**TEXT PASSAGE**.
Segment Open

Transgene SA has reported positive results of an exploratory Phase Ib/II study in HPV-16-positive cancers combining its cancer vaccine TG4001 with Merck KgaA’s PD-L1 blocker avelumab.

Combination of TG4001 and Merck KGaA’s checkpoint inhibitor avelumab demonstrated anti-tumour activity in patients with previously treated recurrent and/or metastatic HPV16-positive cancers. While the treatment combo proved save in 34 evaluable patients with no new safety signals, the outcome was highly dependent from the absence of liver metastases.

Overall, Transgene observed an overall response of 23.5% in the study (NCT03260023). In the 23 patients without metastases who progressed tdespite one or two lines of chemotherapy, Transgene observed an ORR of 34.8% with 8 complete responses and a median progression-free survival (PFS) of 5.6 months. In the 11 patients with liver metastasis PFS was reduced to 1.4 months.

Segment Closed

**SOURCE INFORMATION**.
Segment Open

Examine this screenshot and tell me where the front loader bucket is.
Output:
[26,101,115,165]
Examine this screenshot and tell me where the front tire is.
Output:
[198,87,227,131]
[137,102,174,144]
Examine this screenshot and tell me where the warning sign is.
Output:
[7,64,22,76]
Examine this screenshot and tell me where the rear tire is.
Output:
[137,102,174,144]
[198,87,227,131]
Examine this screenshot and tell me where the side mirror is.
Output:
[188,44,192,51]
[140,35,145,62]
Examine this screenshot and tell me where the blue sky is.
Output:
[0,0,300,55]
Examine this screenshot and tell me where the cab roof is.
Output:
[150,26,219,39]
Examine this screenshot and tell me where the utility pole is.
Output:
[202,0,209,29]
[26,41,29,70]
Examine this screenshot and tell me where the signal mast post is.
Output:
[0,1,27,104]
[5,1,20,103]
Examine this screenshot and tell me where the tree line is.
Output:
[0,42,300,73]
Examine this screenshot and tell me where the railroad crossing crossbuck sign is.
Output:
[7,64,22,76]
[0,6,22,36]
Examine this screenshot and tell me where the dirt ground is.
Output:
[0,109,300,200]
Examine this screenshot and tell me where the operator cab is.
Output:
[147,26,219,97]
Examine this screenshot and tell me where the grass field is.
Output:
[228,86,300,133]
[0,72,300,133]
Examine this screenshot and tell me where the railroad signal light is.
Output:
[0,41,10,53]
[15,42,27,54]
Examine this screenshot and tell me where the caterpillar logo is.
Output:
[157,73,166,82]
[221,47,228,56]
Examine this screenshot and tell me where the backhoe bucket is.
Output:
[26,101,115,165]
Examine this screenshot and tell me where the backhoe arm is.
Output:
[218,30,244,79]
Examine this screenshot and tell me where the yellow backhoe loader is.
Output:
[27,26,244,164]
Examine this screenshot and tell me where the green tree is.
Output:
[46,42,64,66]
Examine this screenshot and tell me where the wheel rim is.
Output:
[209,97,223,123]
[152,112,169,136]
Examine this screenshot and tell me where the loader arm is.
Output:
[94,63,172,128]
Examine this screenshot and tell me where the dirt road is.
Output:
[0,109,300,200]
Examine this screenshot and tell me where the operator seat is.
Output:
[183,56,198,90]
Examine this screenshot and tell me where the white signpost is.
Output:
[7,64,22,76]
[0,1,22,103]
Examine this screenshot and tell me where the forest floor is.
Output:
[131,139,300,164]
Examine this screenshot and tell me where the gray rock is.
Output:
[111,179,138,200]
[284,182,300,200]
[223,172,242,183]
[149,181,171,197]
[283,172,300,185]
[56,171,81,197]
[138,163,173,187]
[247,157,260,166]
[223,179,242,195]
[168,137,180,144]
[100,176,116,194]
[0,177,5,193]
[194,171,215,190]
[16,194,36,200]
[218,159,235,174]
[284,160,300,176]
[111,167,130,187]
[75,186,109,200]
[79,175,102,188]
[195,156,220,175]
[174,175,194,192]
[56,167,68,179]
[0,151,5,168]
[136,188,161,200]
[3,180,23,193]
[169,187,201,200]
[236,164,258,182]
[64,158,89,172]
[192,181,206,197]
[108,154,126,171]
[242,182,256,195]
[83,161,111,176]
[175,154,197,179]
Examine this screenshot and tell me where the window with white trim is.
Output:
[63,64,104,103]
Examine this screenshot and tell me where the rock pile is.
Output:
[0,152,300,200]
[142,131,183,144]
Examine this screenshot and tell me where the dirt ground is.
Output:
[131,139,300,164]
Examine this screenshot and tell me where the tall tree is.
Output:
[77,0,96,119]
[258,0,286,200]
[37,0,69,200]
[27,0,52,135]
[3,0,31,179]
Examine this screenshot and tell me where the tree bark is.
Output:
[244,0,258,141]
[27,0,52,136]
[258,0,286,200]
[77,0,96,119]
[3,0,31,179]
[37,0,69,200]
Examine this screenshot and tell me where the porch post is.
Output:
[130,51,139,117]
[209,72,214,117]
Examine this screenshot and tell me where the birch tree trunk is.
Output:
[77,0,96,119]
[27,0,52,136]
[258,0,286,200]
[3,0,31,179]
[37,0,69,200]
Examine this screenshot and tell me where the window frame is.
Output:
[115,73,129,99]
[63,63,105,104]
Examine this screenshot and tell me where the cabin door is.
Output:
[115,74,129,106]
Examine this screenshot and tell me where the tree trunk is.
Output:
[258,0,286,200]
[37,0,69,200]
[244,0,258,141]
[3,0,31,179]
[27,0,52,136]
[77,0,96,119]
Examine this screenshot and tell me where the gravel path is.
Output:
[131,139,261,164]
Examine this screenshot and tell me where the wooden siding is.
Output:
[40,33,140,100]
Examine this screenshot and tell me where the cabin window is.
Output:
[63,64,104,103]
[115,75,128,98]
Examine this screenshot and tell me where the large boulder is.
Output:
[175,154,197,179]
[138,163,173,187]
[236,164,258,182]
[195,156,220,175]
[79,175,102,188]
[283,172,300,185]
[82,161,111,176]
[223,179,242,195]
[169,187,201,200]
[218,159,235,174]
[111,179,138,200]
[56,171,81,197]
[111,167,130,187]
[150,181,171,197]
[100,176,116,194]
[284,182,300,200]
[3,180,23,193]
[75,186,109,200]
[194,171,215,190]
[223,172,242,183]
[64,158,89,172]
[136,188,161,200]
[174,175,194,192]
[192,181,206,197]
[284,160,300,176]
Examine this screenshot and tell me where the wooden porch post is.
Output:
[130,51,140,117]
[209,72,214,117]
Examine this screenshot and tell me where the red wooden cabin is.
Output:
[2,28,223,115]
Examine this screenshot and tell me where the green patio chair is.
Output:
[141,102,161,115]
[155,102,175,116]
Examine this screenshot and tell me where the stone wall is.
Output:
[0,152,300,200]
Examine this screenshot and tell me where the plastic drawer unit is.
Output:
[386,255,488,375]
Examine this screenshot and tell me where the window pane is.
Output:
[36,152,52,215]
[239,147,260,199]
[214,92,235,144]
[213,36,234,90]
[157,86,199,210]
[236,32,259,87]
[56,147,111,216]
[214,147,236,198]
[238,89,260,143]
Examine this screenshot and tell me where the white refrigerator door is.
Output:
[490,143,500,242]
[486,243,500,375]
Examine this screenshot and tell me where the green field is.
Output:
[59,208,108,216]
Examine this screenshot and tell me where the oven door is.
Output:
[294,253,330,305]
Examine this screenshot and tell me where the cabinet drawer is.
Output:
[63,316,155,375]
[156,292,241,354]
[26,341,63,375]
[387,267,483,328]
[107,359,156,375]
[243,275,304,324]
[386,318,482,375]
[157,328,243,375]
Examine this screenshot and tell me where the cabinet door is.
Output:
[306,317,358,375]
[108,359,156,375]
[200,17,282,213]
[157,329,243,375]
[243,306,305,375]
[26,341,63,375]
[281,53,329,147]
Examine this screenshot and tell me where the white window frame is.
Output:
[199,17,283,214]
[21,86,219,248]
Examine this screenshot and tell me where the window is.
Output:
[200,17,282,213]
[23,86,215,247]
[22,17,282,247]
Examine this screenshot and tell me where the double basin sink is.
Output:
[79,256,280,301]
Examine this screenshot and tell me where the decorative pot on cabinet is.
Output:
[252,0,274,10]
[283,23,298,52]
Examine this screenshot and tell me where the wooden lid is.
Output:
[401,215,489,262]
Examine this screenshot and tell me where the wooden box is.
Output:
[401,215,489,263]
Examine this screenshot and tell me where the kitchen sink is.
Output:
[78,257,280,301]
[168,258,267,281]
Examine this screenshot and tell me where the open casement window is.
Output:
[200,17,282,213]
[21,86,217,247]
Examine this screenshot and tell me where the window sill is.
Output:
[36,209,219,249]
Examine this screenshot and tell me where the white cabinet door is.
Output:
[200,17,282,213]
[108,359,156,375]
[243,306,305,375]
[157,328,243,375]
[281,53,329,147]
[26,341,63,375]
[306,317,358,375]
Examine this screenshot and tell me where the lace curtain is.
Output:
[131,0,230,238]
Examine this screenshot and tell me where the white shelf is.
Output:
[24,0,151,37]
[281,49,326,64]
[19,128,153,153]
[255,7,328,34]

Segment Closed

**REQUIRED ACTIONS**.
• A. Revise the part of the Transgene trial report starting with "Transgene SA has" and going on through "of liver metastases.", and write it out with "combo" changed to "combination".
• B. Write what comes next in the report on the TG4001 and avelumab study, picking up after its last sentence.

**LIST OF ANSWERS**.
• A.
Transgene SA has reported positive results of an exploratory Phase Ib/II study in HPV-16-positive cancers combining its cancer vaccine TG4001 with Merck KgaA’s PD-L1 blocker avelumab.

Combination of TG4001 and Merck KGaA’s checkpoint inhibitor avelumab demonstrated anti-tumour activity in patients with previously treated recurrent and/or metastatic HPV16-positive cancers. While the treatment combination proved save in 34 evaluable patients with no new safety signals, the outcome was highly dependent from the absence of liver metastases.

• B.
TG4001 is a HPV16-targeted MVA-based therapeutic vaccine that targets the viral E6 and E7 antigens with interleukin 2 (OL-2) as an adjuvant. Co-administration of TG4001 and Merck’s PD-L1 blocker avelumab induced HPV-specific T-cell responses and was associated with increased levels of immune cell infiltration in the tumours and expression of genes associated with activation of the immune system. Transgene speculated that TG4001 was able to induce a tumour-specific immune response and thus might overcome immunosuppression in the tumour microenvironment. The results, however, warrant further confirmation in a larger controlled randomized study, the company said.  The results compare favorably to current standards of care and single-agent immune checkpoint inhibitors.

“The observed median PFS shows that the regimen can induce a sustained and durable response, which is also shown consistently by the induction of a specific immune response. Based on these promising findings, Transgene intends to continue the clinical development of TG4001 in a larger, controlled confirmatory study as we look to provide a better treatment option for this patient population,” commented Dr. Maud Brandely, MD, PhD, Chief Medical Officer of Transgene.